[Registros de caixas rotuladas]

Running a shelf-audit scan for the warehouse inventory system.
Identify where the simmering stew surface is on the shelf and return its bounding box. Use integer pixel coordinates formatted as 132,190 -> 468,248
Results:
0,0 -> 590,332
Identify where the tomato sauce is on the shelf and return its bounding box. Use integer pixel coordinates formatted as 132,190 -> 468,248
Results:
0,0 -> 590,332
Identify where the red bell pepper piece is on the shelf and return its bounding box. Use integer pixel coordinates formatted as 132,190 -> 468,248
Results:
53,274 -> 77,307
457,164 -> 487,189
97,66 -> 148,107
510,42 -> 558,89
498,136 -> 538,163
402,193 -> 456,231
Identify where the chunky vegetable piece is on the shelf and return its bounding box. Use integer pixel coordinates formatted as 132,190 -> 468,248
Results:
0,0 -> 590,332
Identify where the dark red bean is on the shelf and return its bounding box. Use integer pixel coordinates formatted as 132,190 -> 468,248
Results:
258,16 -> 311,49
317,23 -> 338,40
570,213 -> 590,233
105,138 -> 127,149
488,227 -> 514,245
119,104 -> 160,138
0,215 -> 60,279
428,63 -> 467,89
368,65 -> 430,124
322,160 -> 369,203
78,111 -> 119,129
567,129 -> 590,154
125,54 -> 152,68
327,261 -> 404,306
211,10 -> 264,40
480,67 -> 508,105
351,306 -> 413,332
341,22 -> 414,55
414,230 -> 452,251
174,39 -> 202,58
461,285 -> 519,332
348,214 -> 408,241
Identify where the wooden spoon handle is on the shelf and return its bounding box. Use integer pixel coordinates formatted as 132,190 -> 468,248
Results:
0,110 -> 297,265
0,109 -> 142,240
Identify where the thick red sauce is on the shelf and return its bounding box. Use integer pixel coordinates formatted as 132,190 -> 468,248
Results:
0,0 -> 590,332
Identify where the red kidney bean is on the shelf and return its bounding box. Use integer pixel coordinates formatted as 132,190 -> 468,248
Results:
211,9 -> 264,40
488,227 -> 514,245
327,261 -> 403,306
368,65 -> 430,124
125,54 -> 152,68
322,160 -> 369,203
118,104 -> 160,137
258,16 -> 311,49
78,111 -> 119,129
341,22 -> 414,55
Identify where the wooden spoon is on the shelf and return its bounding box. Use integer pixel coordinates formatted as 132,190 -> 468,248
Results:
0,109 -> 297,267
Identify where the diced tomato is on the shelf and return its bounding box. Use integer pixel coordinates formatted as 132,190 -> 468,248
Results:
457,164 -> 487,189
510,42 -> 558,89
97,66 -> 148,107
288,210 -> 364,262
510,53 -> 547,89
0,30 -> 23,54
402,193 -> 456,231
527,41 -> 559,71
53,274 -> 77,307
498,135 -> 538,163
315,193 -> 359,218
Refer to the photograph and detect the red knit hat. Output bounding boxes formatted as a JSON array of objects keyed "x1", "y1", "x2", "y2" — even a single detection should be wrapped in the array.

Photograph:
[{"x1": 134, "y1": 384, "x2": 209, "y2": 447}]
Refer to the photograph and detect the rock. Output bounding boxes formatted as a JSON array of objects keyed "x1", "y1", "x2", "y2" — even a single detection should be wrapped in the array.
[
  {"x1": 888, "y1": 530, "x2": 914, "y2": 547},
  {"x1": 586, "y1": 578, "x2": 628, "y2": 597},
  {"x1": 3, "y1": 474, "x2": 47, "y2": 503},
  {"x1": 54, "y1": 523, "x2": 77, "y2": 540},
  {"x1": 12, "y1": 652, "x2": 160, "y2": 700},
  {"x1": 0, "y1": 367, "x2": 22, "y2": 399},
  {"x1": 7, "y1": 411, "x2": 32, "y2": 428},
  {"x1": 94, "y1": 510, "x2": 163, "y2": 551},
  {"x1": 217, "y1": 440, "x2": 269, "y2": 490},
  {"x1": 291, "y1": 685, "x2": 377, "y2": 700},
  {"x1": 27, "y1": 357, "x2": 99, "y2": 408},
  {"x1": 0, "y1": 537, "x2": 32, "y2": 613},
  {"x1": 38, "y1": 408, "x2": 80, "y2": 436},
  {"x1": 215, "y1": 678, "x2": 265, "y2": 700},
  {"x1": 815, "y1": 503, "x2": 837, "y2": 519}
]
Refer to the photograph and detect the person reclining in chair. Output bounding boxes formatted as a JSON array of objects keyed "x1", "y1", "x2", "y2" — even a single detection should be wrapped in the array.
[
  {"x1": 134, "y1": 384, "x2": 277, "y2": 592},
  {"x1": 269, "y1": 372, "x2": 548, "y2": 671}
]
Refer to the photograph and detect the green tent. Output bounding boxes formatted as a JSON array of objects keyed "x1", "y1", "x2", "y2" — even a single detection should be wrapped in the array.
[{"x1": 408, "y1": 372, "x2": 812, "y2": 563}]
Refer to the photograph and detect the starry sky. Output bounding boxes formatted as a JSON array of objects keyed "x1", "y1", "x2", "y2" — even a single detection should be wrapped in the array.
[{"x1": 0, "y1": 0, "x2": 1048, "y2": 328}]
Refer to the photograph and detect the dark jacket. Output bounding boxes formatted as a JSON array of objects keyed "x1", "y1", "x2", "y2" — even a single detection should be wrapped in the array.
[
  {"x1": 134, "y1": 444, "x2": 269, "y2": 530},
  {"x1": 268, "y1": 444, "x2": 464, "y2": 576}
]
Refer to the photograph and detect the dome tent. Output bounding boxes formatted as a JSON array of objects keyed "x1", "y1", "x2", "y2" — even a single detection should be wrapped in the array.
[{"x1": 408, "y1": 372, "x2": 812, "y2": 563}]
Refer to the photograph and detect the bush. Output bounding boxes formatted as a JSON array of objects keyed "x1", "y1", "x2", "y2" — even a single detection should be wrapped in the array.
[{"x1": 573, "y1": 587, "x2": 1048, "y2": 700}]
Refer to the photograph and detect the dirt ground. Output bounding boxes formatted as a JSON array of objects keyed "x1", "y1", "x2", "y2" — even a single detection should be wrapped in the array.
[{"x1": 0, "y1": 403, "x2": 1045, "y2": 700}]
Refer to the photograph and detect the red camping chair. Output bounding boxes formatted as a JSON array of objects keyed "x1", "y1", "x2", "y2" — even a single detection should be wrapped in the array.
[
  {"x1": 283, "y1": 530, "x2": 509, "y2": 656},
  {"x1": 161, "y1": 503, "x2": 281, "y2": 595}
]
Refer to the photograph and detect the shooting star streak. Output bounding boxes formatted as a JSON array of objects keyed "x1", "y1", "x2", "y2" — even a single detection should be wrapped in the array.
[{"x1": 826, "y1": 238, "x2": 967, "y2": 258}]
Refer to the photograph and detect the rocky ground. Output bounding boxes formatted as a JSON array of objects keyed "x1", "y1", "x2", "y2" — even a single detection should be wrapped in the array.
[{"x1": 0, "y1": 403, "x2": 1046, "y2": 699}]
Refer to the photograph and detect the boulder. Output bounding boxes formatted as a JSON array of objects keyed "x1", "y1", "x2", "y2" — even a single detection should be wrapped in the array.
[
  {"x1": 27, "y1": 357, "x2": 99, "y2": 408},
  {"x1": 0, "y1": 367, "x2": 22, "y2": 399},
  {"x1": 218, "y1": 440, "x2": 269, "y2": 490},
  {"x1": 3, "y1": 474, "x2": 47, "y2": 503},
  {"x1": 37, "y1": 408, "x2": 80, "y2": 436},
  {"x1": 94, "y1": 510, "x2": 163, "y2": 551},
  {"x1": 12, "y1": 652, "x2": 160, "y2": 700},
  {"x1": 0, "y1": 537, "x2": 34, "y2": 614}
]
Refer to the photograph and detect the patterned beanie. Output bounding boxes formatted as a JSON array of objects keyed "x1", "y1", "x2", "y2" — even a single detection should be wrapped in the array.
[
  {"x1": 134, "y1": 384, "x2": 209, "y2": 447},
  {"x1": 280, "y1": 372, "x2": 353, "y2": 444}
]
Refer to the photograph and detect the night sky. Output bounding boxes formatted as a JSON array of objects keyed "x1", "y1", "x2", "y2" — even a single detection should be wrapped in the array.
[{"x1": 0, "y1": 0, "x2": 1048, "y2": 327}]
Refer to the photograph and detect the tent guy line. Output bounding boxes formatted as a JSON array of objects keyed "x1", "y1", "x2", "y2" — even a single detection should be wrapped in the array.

PROBLEMA PROPOSTO:
Copie as linhas desde a que contém "Refer to the photograph and detect the boulder." até o fim dos registros, inclusive, trocando "photograph" por "image" e mantendo todo o resto inalterado.

RESULTADO ABAIXO:
Refer to the image and detect the boulder. Output bounding boxes formatted as a JSON array of objects keyed "x1", "y1", "x2", "y2" — even a single detection should be wrapped in the array.
[
  {"x1": 27, "y1": 357, "x2": 99, "y2": 408},
  {"x1": 0, "y1": 367, "x2": 22, "y2": 399},
  {"x1": 218, "y1": 440, "x2": 269, "y2": 490},
  {"x1": 3, "y1": 474, "x2": 47, "y2": 503},
  {"x1": 37, "y1": 408, "x2": 80, "y2": 436},
  {"x1": 94, "y1": 510, "x2": 163, "y2": 551},
  {"x1": 12, "y1": 652, "x2": 160, "y2": 700},
  {"x1": 0, "y1": 537, "x2": 34, "y2": 614}
]
Refer to the image and detect the patterned beanie. Output bounding boxes formatted as a JSON array of objects keyed "x1", "y1", "x2", "y2" — even a single detection should be wrapped in the array.
[
  {"x1": 134, "y1": 384, "x2": 209, "y2": 447},
  {"x1": 280, "y1": 372, "x2": 353, "y2": 444}
]
Refer to the image and detect the night sky. Output bounding boxes formatted as a JSON array of objects keyed "x1", "y1", "x2", "y2" — even a single detection should be wrapped in the array.
[{"x1": 0, "y1": 0, "x2": 1048, "y2": 327}]
Refer to the image and detect the tent guy line. Output bounding boxes formatted as a JSON array of objects keyed "x1", "y1", "x2", "y2" — even a single detection should be wrapped in the array.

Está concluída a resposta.